§ **Task details**:
Reproduce every line of text in the items below verbatim, leaving out the pictures.

§ **Information provided**:
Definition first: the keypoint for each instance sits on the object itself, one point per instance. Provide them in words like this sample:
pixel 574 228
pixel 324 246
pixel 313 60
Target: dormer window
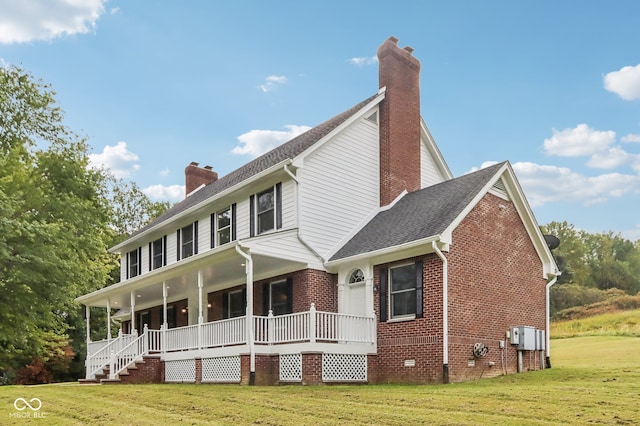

§ **Expected output**:
Definition first: the keypoint for each instance sits on the object itself, one point per instance. Provide them in words like this sample:
pixel 574 228
pixel 324 246
pixel 313 60
Target: dormer window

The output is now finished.